= To do =
Reproduce all of the data that follows, line for line, without any alteration.

= Material provided =
○ ○ ○ ○ ○ ○ ○

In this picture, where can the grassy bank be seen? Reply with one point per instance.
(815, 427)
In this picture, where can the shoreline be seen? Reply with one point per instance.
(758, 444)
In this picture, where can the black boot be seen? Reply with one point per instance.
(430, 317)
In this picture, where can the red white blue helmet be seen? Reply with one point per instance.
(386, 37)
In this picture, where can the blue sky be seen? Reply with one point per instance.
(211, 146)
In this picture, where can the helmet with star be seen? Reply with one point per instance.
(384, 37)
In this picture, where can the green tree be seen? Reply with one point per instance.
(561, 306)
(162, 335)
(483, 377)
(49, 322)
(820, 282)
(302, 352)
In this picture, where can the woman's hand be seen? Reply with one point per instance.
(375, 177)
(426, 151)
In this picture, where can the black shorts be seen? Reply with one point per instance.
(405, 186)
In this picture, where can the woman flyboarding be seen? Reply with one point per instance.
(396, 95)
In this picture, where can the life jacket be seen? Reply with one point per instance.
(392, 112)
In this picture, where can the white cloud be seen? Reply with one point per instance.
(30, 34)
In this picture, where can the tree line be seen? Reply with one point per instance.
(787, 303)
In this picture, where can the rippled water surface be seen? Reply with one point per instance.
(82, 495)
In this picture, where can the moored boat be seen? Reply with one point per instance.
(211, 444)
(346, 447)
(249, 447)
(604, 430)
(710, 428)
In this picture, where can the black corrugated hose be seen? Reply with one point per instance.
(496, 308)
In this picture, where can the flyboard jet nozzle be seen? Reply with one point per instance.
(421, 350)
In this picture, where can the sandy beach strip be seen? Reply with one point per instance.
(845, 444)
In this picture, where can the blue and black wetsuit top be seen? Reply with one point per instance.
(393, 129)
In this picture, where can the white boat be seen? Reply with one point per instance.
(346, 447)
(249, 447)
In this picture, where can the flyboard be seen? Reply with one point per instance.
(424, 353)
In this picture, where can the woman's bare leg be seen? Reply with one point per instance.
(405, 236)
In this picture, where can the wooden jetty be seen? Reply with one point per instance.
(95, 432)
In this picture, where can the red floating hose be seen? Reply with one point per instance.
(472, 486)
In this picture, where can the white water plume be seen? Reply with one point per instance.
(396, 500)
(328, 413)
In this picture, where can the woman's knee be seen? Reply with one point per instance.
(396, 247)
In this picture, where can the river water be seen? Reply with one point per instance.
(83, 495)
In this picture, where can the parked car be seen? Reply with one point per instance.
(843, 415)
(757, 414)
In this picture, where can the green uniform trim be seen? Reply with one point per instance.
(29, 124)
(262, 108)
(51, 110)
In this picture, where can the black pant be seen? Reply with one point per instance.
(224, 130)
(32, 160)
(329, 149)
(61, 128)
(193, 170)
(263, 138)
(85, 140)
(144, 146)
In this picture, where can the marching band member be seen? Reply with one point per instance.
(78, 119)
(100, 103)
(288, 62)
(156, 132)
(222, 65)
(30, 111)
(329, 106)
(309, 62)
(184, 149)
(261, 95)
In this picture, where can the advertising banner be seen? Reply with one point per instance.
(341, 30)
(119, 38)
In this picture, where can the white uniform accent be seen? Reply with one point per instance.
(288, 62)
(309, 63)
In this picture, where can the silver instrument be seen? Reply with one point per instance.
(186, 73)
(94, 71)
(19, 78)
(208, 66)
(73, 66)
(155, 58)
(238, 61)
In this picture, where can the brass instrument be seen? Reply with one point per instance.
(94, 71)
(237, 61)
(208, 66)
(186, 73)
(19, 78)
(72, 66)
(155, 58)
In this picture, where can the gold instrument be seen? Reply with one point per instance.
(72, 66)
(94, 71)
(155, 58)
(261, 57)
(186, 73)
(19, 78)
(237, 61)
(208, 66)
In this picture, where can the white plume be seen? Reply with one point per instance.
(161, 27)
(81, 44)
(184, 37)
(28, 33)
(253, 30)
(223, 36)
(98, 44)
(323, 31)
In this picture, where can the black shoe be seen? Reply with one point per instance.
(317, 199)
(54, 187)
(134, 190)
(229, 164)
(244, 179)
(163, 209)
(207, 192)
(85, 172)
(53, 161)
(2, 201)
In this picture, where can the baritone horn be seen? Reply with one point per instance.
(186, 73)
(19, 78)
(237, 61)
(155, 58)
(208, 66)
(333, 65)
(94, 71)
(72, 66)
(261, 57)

○ ○ ○ ○ ○ ○ ○

= Result =
In this picture, where can the grassy bank be seen? Reply with one point per instance.
(815, 427)
In this picture, where can the shoreline be seen? Reply with one point per instance.
(758, 444)
In this picture, where can the black boot be seen? Reply with one point per instance.
(430, 317)
In this picture, where can the red white blue helmet be seen? Reply with one point per instance.
(386, 37)
In this picture, where can the blue sky be seen? Reply with one point per instance.
(211, 146)
In this picture, where can the helmet with star be seen? Reply with one point per instance.
(384, 37)
In this picture, where can the green tree be seen? Reply with one point per instance.
(561, 306)
(162, 335)
(483, 377)
(49, 322)
(820, 282)
(302, 352)
In this picture, where can the woman's hand be seen? Reply with one point per instance.
(375, 177)
(426, 151)
In this picture, where can the black shorts be seen? Reply with one point per instance.
(405, 186)
In this picture, where can the woman flyboarding be seen? Reply with one point per instance.
(396, 95)
In this picture, where can the life jacket be seen? Reply with one point per instance.
(392, 112)
In this picture, where can the white cloud be seen? Reply with one point per instance.
(30, 34)
In this picture, where can the tree line be seen? Reply with one point per instance.
(787, 303)
In this picture, where can the rippled water surface be seen? Reply with one point per instance.
(82, 495)
In this picture, where can the moored boat be seen? Reply with one point per instance.
(211, 444)
(346, 447)
(249, 447)
(604, 430)
(710, 428)
In this picture, where can the black corrugated hose be seen? Reply with one point per instance.
(496, 308)
In this picture, where can the flyboard jet nozzle be seen? Reply with one point per instance.
(421, 350)
In this picture, where can the sandy beach strip be seen? Reply with one point per instance.
(845, 444)
In this picture, where can the blue and black wetsuit top be seen? Reply with one point per instance.
(393, 129)
In this picture, where can the white boat be seen? Reply with one point per instance.
(346, 447)
(249, 447)
In this picture, where can the flyboard be seen? Reply with one point per instance.
(424, 353)
In this picture, where can the woman's bare leg be seen? Reply with one point per instance.
(405, 236)
In this picture, where can the wooden jetty be seen? Reply with one point per instance.
(95, 432)
In this picture, where can the red floating hose be seen? Reply with one point per instance.
(472, 486)
In this picture, where can the white water plume be seen? Reply with one point per instance.
(396, 500)
(328, 413)
In this picture, where can the woman's knee be seen? Reply with one point per instance.
(396, 247)
In this picture, where can the river water be seen? Reply with one point per instance.
(83, 495)
In this picture, where can the parked car be seen? Reply with one point per instance.
(843, 415)
(757, 414)
In this picture, where can the green uniform trim be seen? Reply with one point per instance.
(29, 124)
(262, 108)
(51, 110)
In this picture, where can the black pant be seen? Reply with one point per instance.
(224, 130)
(32, 160)
(329, 149)
(61, 128)
(193, 170)
(263, 138)
(85, 140)
(144, 146)
In this picture, where can the marching band member be seen? Reply with one point per instance.
(78, 119)
(100, 103)
(288, 62)
(156, 132)
(222, 65)
(30, 111)
(329, 106)
(309, 62)
(184, 149)
(261, 95)
In this picture, where can the advertising banner be seen? Reply with one point per instance.
(341, 30)
(119, 38)
In this picture, where can the white uniform accent be seen? Reply with one point per instance.
(288, 62)
(309, 63)
In this picture, where can the silver instrument be seen? Reply with one point per instance.
(186, 73)
(94, 71)
(19, 78)
(208, 66)
(73, 66)
(155, 58)
(238, 61)
In this picture, where can the brass instrument be seen? Reply with one point per instance.
(94, 71)
(237, 61)
(208, 66)
(186, 73)
(19, 78)
(72, 66)
(155, 58)
In this picture, where can the gold instrument be seen? Reply with one point per instance.
(72, 66)
(94, 71)
(155, 58)
(261, 57)
(186, 73)
(19, 78)
(237, 61)
(208, 66)
In this picture, where can the white plume be seen? Reply with one point per instance.
(161, 27)
(81, 44)
(184, 37)
(28, 33)
(253, 30)
(223, 36)
(98, 44)
(323, 31)
In this picture, where can the black shoe be seen? Reply with one point per instance.
(317, 199)
(54, 187)
(134, 190)
(229, 164)
(244, 179)
(163, 209)
(207, 192)
(85, 172)
(53, 161)
(2, 201)
In this picture, where can the baritone horn be seen? Reply with one point per instance.
(186, 73)
(19, 78)
(237, 61)
(155, 58)
(208, 66)
(333, 65)
(94, 71)
(72, 66)
(261, 57)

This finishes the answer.